Data to process START

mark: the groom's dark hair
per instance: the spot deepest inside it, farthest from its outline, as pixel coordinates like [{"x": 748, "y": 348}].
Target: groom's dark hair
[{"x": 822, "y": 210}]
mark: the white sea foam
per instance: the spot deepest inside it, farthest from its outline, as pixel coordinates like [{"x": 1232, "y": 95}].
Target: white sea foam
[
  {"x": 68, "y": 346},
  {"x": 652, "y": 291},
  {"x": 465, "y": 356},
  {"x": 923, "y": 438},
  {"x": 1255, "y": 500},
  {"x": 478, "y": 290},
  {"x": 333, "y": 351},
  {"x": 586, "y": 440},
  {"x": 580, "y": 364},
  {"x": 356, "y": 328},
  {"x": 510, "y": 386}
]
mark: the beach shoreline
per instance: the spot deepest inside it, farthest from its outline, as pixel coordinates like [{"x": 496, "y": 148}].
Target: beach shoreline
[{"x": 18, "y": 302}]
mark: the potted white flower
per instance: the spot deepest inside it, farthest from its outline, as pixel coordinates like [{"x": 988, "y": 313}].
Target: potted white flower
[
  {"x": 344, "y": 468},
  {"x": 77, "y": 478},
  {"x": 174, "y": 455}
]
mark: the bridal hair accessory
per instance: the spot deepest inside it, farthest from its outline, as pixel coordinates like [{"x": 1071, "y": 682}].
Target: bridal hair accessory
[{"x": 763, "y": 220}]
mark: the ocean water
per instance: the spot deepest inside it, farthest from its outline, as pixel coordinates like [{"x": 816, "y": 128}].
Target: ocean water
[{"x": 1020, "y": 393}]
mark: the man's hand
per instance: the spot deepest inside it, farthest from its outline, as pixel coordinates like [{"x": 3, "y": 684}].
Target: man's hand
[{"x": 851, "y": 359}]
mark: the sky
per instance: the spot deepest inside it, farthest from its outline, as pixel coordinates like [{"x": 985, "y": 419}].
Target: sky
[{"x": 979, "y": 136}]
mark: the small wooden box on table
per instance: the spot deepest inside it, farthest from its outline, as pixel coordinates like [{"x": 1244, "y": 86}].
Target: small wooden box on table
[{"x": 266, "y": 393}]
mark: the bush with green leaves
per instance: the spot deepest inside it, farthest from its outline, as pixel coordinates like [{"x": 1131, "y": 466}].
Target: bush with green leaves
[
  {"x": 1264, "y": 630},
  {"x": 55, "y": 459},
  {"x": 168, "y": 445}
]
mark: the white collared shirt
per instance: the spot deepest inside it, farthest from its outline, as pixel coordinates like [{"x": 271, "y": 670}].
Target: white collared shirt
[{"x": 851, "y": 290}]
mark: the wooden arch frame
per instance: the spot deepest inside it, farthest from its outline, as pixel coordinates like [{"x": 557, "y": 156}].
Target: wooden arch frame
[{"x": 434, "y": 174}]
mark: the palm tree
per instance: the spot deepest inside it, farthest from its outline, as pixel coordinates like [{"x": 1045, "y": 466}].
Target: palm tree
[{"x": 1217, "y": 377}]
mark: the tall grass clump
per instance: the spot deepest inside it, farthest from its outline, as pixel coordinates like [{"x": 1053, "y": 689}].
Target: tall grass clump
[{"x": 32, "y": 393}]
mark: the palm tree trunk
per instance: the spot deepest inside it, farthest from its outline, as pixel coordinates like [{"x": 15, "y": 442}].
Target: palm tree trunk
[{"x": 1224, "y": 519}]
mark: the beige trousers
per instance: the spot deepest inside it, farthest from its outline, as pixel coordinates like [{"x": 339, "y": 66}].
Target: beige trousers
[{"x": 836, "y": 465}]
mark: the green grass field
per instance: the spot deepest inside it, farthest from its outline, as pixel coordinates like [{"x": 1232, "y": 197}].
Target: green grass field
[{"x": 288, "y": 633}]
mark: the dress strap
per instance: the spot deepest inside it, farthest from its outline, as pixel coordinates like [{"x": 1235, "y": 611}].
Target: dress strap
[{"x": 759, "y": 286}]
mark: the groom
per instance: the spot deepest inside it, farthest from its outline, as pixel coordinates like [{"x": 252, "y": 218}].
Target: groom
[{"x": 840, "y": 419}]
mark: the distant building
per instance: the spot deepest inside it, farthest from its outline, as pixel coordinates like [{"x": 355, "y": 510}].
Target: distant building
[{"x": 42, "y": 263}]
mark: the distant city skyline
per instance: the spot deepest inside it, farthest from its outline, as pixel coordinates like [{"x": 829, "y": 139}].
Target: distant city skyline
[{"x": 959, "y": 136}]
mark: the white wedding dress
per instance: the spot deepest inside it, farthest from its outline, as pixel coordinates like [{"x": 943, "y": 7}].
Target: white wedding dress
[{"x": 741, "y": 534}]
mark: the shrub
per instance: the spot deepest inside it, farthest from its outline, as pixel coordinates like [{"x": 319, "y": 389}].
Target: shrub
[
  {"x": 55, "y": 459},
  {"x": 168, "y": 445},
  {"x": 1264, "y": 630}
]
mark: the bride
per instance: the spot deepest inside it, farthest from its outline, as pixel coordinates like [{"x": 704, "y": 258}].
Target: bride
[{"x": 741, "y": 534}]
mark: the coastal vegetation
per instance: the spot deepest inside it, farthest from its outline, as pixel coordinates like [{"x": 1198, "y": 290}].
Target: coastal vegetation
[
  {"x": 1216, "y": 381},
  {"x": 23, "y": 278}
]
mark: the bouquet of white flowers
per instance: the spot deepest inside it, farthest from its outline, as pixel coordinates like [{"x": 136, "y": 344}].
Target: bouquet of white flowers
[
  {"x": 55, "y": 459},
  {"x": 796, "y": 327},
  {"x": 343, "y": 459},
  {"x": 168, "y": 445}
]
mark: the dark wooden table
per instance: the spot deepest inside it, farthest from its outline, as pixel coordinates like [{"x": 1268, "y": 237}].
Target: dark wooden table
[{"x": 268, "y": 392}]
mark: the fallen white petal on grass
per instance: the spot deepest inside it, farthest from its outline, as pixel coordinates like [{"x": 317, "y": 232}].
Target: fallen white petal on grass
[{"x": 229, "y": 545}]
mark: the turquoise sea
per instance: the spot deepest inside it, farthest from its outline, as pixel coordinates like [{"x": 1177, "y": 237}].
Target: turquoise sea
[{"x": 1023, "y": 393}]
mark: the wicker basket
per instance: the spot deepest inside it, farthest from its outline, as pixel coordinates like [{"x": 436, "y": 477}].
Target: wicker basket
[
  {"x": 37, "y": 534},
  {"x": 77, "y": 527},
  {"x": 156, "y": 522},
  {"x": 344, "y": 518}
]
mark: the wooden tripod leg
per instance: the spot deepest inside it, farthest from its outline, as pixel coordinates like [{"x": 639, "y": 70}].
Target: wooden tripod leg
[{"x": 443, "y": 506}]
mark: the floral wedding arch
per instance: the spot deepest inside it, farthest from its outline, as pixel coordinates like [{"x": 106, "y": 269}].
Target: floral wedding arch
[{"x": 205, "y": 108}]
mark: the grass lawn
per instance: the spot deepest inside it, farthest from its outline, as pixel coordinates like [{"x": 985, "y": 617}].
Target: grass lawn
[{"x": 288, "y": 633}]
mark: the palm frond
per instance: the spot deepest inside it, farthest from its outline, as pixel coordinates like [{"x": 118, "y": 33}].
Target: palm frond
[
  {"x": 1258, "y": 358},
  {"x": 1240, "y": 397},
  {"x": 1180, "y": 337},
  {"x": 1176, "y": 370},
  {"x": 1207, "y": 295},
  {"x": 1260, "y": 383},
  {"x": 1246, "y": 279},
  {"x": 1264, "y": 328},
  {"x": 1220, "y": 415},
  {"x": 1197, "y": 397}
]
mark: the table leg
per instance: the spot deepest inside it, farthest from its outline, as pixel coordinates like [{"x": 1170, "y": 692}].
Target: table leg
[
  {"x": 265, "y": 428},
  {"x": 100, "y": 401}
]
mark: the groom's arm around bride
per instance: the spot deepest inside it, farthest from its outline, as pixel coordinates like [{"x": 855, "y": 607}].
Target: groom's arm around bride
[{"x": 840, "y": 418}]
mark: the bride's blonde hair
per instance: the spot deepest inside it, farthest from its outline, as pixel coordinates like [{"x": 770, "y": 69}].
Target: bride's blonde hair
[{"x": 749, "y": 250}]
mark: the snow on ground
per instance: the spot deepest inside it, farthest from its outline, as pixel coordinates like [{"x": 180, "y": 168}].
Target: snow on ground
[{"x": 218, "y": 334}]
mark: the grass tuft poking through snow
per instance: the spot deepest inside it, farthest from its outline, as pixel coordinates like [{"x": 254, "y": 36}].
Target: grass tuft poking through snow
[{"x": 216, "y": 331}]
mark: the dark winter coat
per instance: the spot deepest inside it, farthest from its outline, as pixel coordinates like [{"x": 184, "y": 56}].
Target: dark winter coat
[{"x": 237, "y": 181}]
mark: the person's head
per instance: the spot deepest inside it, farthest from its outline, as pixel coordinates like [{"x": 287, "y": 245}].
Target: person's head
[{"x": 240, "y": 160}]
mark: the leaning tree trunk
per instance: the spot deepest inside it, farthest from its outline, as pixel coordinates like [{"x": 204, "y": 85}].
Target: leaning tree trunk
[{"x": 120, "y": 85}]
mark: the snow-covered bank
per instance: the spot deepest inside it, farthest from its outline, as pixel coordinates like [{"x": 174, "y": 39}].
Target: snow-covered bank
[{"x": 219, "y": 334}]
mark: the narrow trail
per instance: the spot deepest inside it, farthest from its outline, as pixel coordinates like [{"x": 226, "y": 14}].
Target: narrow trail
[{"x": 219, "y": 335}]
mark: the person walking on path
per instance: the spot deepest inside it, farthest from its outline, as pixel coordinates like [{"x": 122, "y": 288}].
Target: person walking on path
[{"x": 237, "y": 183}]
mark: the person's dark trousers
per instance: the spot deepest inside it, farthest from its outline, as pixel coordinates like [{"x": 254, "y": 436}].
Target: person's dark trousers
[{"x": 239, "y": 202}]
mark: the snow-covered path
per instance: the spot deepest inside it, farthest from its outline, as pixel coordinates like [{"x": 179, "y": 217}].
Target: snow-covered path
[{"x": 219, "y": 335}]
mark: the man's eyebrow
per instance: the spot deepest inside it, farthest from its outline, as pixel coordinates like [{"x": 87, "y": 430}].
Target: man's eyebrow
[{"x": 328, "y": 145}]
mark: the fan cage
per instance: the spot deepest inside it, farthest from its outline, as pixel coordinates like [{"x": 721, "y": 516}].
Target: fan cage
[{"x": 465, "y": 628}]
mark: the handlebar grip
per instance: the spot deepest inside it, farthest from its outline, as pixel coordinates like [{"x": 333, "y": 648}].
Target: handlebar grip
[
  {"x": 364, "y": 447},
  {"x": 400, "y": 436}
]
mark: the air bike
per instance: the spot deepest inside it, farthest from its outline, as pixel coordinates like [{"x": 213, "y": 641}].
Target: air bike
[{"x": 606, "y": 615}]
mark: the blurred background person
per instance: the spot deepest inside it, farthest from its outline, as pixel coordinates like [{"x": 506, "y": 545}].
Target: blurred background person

Data to process END

_What to do_. State the number of lines in the material holding the word "blurred". Add nothing else.

_Written reply_. 2